| PROVIDED TEXT |

···

To err is human...to forgive is just plain stupid. Oh sure we all have to learn to deal the the mistakes others make around us...but I can't imagine being able to let go and have forgiveness wash over me like some cool stream. I neither desire it nor do I need it. Common sociopath perhaps...but I wager that heartache is but one of the many 'mistakes' that I will avoid
There's a place for those like me. Not the padded walls of the local mental health institution for me...I have found solace in a much more simple prison that the one with stern faced orderlies who ask with their lips but order with their eyes. I have bypassed that place where a doctor's prescription gives sleep for a few hours and made my home directly in the pharmacy.
Drugs...Alcohol...Sex...all the adictions of man sated in it's various sins and shallow graves. My heart will give out soon I'm sure. Man cannot live by these things alone...for long. But a wild ride and a quick death become more delicious as we learn that the only thing waiting for us is age. Age and illness and infermity.
To grow up sick and feeble. I don't even understand the reasoning. Like trying to achieve high score on a game no-one wants to play. Why? Why root for the longest years when the finish line is only riddled with broken hips and a bent spine. We weren't meant to live that long. We weren't meant to shoulder that decision but somehow it happened. We kept living longer and longer and no one called foul. Because when all is said and done, most of us feel we're missing out if we don't make it past the average age and experience.
And what experience is that? To have the most things in my garage or closet? To have spent the most hours in front of a television? To have eaten the most meals? Where is the savor in that? Where is the life? No better to live well but quickly. Be the first one out the door and on to the next.
So back to the wicked with me. Let me experience the world through a milky fog...but be living. I will stumble through it...staggering and unsure of my steps with my veins filled to brim with whiskey...agitated at the bitter taste of speed drip working it's way down the back of my throat. Barely able to see but searching nonetheless for a sweet young so and so that I might despoil her and thus feel more alive myself.

···

| PROVIDED RECORDS |
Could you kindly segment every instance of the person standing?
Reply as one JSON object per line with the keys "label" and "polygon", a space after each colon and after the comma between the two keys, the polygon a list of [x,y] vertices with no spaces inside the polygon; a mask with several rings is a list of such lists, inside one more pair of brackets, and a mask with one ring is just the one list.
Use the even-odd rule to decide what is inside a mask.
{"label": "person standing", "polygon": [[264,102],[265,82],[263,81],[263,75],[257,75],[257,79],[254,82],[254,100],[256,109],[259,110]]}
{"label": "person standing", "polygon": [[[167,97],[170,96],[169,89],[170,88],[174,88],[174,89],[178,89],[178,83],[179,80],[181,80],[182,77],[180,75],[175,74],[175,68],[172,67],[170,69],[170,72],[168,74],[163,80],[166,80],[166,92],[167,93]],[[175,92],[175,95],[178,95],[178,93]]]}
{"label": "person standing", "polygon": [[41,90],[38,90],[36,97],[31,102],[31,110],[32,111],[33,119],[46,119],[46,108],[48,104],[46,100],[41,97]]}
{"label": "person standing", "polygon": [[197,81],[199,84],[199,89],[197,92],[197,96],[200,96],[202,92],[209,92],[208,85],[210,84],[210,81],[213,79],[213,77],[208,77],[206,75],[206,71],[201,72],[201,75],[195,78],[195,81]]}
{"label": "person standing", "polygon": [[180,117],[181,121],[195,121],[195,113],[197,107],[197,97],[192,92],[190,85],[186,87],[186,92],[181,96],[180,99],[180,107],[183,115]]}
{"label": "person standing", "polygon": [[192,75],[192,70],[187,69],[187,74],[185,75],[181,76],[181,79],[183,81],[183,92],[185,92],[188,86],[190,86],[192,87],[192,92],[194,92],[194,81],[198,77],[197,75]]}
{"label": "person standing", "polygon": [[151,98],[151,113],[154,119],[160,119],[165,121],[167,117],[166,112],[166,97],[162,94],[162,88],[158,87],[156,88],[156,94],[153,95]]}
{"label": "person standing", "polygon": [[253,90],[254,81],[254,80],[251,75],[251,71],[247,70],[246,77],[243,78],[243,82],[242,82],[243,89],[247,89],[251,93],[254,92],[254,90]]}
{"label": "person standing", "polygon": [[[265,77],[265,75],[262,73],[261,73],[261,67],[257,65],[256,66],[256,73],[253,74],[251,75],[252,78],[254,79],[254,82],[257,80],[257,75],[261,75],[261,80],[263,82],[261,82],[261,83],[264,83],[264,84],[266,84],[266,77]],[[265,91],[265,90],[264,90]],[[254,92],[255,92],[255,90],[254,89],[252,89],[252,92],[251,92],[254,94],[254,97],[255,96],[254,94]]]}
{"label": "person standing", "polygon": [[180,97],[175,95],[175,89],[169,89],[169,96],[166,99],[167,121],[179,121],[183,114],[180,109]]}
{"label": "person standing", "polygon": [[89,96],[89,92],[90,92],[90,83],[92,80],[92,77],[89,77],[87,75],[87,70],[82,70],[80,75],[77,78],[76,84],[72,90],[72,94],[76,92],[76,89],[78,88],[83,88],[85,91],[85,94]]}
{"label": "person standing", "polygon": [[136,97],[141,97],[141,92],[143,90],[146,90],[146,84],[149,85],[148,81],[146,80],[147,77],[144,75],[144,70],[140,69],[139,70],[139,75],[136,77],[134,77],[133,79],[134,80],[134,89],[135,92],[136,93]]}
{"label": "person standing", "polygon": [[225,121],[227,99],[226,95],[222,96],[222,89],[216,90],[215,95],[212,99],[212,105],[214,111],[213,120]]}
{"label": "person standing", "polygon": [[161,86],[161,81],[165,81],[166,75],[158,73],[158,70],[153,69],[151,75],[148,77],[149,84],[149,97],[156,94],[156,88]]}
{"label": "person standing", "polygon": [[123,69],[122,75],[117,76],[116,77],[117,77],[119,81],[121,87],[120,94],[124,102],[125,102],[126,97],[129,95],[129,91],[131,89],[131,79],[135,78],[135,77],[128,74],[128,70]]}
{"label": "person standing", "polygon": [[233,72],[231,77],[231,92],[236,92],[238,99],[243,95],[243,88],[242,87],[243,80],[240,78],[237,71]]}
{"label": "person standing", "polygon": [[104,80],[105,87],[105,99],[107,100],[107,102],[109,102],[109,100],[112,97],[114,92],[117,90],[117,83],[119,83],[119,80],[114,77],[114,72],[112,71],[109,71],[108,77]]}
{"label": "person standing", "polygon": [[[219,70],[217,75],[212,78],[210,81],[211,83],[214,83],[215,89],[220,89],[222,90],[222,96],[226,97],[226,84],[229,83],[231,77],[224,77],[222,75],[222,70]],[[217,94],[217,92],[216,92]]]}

···

| WORK ITEM A |
Render this sentence from the essay in French: "We weren't meant to live that long."
| WORK ITEM B |
Reproduce verbatim the portion of the essay from "To grow up sick" to "to the next.".
Rely solely on the essay above, not on the data, when responding.

| OUTPUT A |
Nous n'étions pas faits pour vivre aussi longtemps.

| OUTPUT B |
To grow up sick and feeble. I don't even understand the reasoning. Like trying to achieve high score on a game no-one wants to play. Why? Why root for the longest years when the finish line is only riddled with broken hips and a bent spine. We weren't meant to live that long. We weren't meant to shoulder that decision but somehow it happened. We kept living longer and longer and no one called foul. Because when all is said and done, most of us feel we're missing out if we don't make it past the average age and experience.
And what experience is that? To have the most things in my garage or closet? To have spent the most hours in front of a television? To have eaten the most meals? Where is the savor in that? Where is the life? No better to live well but quickly. Be the first one out the door and on to the next.